--- begin Record excerpts ---

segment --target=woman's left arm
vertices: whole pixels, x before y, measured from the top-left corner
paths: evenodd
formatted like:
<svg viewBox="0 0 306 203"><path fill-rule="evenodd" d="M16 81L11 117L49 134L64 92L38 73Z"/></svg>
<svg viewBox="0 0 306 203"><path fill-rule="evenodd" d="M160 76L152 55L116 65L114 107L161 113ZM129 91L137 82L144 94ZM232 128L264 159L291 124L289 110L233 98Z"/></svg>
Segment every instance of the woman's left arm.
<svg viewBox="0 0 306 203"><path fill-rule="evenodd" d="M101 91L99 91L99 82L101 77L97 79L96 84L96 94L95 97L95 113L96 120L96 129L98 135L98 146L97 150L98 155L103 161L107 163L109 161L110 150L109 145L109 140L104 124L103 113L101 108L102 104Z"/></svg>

--- end Record excerpts ---
--- begin Record excerpts ---

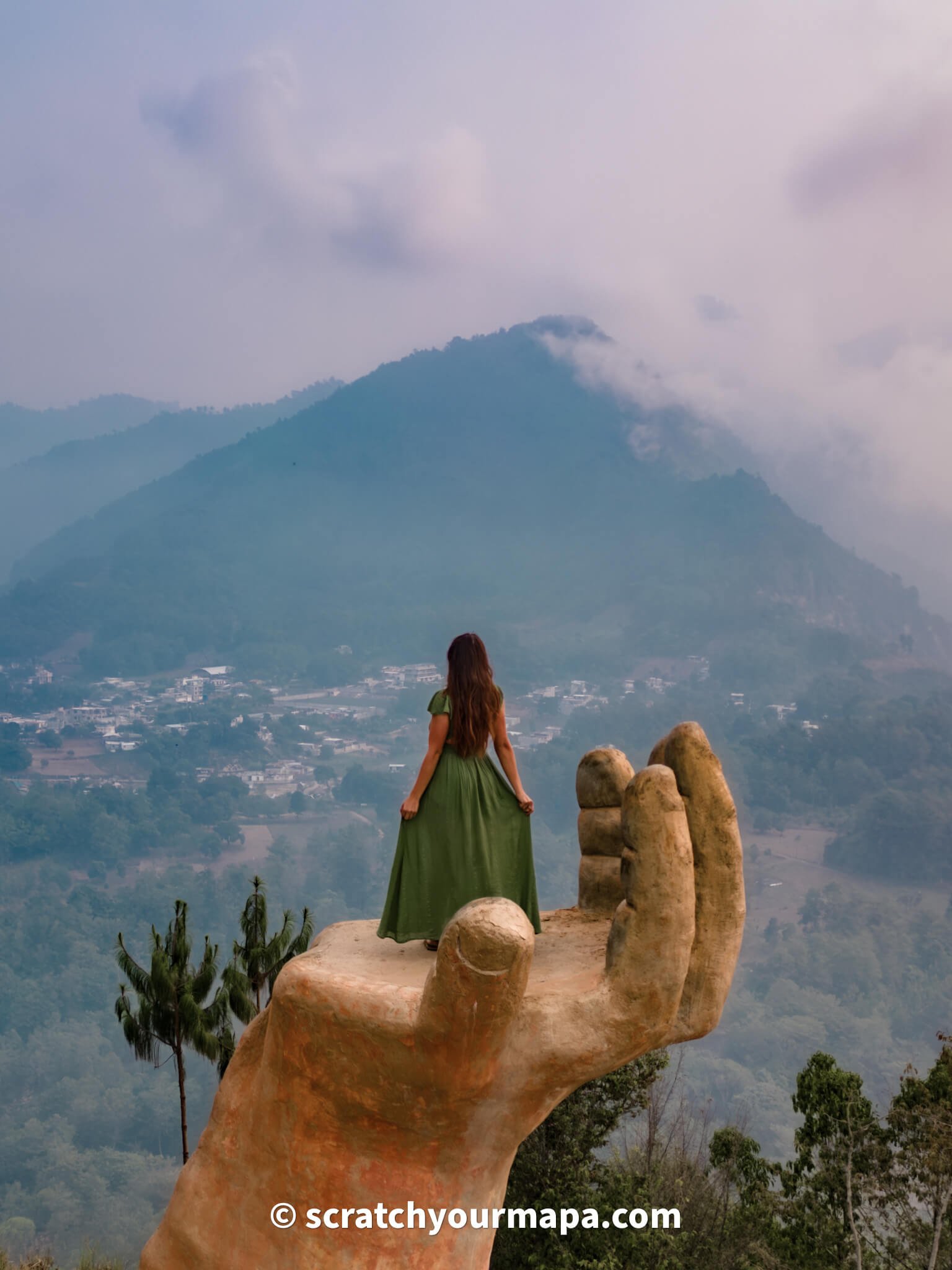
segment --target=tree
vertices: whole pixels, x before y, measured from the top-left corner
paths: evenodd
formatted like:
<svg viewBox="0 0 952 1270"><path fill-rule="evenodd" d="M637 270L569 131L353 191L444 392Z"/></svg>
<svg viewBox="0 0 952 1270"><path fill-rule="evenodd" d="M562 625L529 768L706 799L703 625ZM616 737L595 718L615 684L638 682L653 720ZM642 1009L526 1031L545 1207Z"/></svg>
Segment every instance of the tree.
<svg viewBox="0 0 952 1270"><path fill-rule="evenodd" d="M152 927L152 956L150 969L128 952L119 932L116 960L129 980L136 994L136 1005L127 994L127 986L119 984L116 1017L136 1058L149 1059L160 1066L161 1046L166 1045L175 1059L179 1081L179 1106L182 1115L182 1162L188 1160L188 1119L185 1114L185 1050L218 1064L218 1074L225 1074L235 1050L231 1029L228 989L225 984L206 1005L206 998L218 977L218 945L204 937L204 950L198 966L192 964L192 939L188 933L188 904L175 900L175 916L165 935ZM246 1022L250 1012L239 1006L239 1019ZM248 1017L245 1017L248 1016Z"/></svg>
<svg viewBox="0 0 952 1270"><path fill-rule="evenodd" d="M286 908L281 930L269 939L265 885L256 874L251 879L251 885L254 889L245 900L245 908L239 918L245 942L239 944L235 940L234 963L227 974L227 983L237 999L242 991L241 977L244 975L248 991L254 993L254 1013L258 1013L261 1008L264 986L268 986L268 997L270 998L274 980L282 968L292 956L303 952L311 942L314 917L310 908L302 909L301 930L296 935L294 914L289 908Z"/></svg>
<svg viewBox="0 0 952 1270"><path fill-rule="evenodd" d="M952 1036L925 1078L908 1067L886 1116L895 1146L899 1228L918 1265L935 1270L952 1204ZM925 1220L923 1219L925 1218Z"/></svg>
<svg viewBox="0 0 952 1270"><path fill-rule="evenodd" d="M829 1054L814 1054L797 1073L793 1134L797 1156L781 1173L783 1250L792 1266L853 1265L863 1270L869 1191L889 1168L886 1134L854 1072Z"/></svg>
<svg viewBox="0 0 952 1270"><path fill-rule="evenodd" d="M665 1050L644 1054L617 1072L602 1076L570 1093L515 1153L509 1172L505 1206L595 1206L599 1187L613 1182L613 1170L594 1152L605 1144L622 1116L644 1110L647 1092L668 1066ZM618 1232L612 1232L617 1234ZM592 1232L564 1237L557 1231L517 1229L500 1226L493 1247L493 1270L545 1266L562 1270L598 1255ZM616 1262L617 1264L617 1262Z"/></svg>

--- end Record excerpts ---
--- begin Record excerpts ---

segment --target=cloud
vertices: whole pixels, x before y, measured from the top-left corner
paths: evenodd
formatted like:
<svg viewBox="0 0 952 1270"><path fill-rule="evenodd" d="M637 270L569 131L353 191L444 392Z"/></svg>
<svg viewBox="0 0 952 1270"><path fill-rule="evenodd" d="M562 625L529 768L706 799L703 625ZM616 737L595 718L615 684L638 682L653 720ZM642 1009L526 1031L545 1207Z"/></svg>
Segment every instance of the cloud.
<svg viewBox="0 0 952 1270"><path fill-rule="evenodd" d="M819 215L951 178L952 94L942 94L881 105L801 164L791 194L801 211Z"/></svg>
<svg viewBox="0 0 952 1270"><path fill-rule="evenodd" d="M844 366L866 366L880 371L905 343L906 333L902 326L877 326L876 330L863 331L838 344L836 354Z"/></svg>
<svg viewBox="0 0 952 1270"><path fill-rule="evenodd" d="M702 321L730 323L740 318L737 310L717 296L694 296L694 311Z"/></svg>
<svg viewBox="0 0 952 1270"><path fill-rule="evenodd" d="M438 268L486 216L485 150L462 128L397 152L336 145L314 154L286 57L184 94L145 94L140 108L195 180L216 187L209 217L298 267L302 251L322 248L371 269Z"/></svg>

--- end Record excerpts ---

**Exercise prompt**
Can you render the lines from the one holding "segment --target=tree" through the one holding "1036L925 1078L908 1067L886", inclusive, as a Markdown table with a "No." column for the row number and a "Line" column for the text, omitting any blank lines?

**Response for this exercise**
| No. | Line |
|---|---|
| 1 | segment --target=tree |
| 2 | vertices: whole pixels, x before y, measured from the top-left corner |
| 3 | paths: evenodd |
| 4 | formatted like: |
| 5 | <svg viewBox="0 0 952 1270"><path fill-rule="evenodd" d="M637 270L569 131L353 191L444 392Z"/></svg> |
| 6 | <svg viewBox="0 0 952 1270"><path fill-rule="evenodd" d="M562 625L529 768L706 799L703 625ZM616 737L595 718L615 684L638 682L653 720ZM642 1009L526 1031L545 1207Z"/></svg> |
| 7 | Segment every instance of the tree. |
| 8 | <svg viewBox="0 0 952 1270"><path fill-rule="evenodd" d="M152 927L152 956L150 969L128 952L119 932L116 960L129 980L136 994L136 1005L127 994L127 986L119 984L116 1017L136 1058L149 1059L160 1066L161 1046L166 1045L175 1059L179 1081L179 1106L182 1115L182 1162L188 1160L188 1119L185 1114L185 1050L218 1064L218 1074L225 1074L235 1050L231 1029L228 989L225 984L206 1005L206 998L218 977L218 945L204 937L204 950L198 966L192 964L192 939L188 933L188 904L175 900L175 916L165 935ZM246 1022L250 1012L239 1006L239 1019ZM248 1017L245 1017L248 1016Z"/></svg> |
| 9 | <svg viewBox="0 0 952 1270"><path fill-rule="evenodd" d="M286 908L281 930L269 939L265 885L256 874L251 879L251 885L254 889L245 900L245 908L239 918L245 942L239 944L235 940L234 963L227 974L227 983L237 999L242 991L241 977L244 975L248 991L254 993L254 1013L258 1013L261 1008L264 986L268 986L268 997L270 998L274 980L282 968L292 956L303 952L311 942L314 917L310 908L302 909L301 930L296 935L294 914L289 908Z"/></svg> |
| 10 | <svg viewBox="0 0 952 1270"><path fill-rule="evenodd" d="M952 1036L925 1078L908 1067L886 1116L895 1146L899 1228L918 1265L935 1270L952 1204ZM925 1220L923 1219L925 1218Z"/></svg> |